* [SOURCE EXCERPT]:

Investment activity in rental and income-producing residential assets could rise, driven by institutional interest. Continued urbanisation and demand for secure, well-located housing will support selected segments, but overall growth will hinge on economic performance, financial accessibility and employment trends.
Estate agents noted a shift in buyer preferences in 2025, with security becoming the primary attribute house buyers were looking for when compared with 2024 (30%:19%).
All other attributes-including green features, buy-to-rent, size to work from home, and lifestyle and amenities-fell in importance in 2025. Of the four, lifestyle and amenities were next most important after security at 26%, down from 33% the year before, followed by enough space to accommodate a home office.
“What’s clear from the data is that buyers are looking for secure homes. Security, location and long-term value are outweighing lifestyle extras, while downscaling and relocation continue to drive seller activity.
"These preferences reflect structural changes in how households are responding to affordability pressures as well as work and lifestyle patterns,” says Ivins-Downes.
Downscaling and relocation accounted for nearly 60% of homeowners selling up and moving on. A third of sellers listed downscaling as the primary reason they sold in 2025, with 19% saying lifestyle change was the driver, while 14% said it was financial difficulty.
Relocating to another province (14%) and relocating to another city or town (10%) made up 24%.

* [THE PROBLEM]:
Reproduce the passage on home buyer and seller trends word for word, in full.

* [LISTING]:
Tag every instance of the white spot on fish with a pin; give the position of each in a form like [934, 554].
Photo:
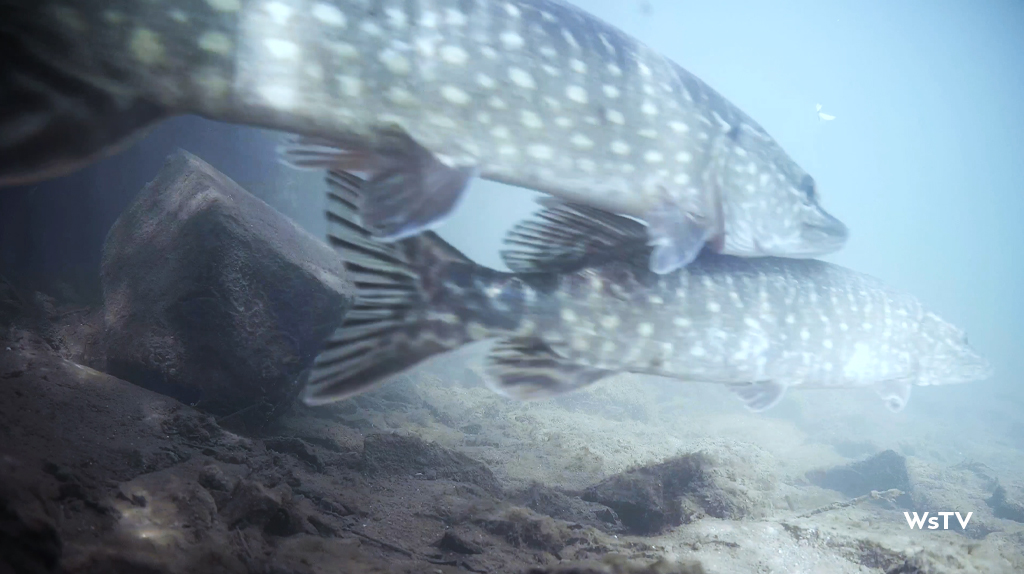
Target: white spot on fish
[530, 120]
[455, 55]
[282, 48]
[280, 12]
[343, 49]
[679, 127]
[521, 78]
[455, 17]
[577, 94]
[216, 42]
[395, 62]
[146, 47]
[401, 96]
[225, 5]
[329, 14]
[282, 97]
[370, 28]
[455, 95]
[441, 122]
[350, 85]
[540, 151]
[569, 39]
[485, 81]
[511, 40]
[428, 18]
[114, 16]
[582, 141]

==

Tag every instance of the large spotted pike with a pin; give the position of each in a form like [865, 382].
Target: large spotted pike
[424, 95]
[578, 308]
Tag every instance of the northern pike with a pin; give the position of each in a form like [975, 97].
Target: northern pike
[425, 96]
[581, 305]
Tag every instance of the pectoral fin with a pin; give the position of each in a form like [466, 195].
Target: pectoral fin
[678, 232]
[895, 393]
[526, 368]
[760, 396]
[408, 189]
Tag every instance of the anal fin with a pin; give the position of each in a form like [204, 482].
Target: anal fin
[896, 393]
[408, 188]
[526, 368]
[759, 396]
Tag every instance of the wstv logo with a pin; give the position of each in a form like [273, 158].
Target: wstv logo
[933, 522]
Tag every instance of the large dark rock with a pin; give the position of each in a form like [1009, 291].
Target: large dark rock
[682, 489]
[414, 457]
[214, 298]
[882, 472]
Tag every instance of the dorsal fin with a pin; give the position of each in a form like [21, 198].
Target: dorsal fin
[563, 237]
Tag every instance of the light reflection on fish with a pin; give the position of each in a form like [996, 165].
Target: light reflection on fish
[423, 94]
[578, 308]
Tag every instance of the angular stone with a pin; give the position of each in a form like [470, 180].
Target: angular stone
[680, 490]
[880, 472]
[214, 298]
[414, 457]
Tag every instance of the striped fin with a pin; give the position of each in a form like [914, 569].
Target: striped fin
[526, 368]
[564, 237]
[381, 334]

==

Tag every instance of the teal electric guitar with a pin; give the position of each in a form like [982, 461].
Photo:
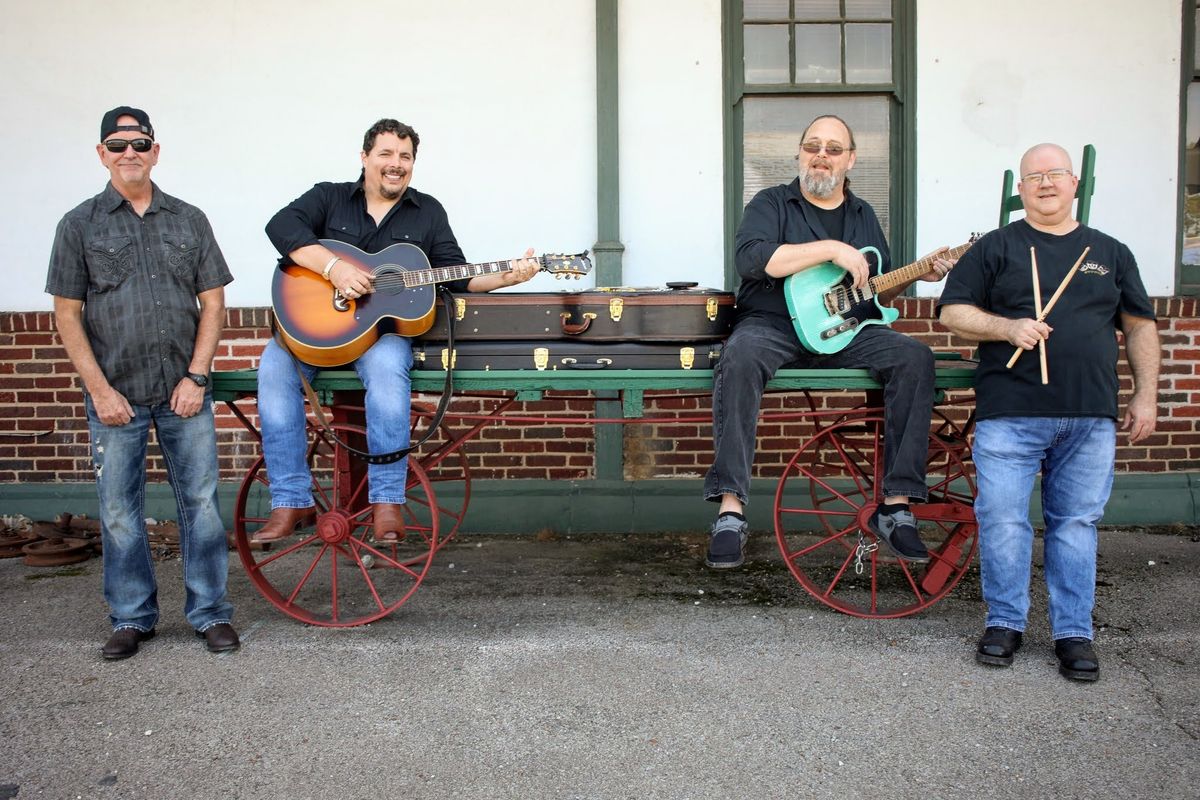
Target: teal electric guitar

* [COMPLETE ANSWER]:
Investment activity in rental and income-producing residential assets could rise, driven by institutional interest. Continued urbanisation and demand for secure, well-located housing will support selected segments, but overall growth will hinge on economic performance, financial accessibility and employment trends.
Estate agents noted a shift in buyer preferences in 2025, with security becoming the primary attribute house buyers were looking for when compared with 2024 (30%:19%).
All other attributes-including green features, buy-to-rent, size to work from home, and lifestyle and amenities-fell in importance in 2025. Of the four, lifestyle and amenities were next most important after security at 26%, down from 33% the year before, followed by enough space to accommodate a home office.
“What’s clear from the data is that buyers are looking for secure homes. Security, location and long-term value are outweighing lifestyle extras, while downscaling and relocation continue to drive seller activity.
"These preferences reflect structural changes in how households are responding to affordability pressures as well as work and lifestyle patterns,” says Ivins-Downes.
Downscaling and relocation accounted for nearly 60% of homeowners selling up and moving on. A third of sellers listed downscaling as the primary reason they sold in 2025, with 19% saying lifestyle change was the driver, while 14% said it was financial difficulty.
Relocating to another province (14%) and relocating to another city or town (10%) made up 24%.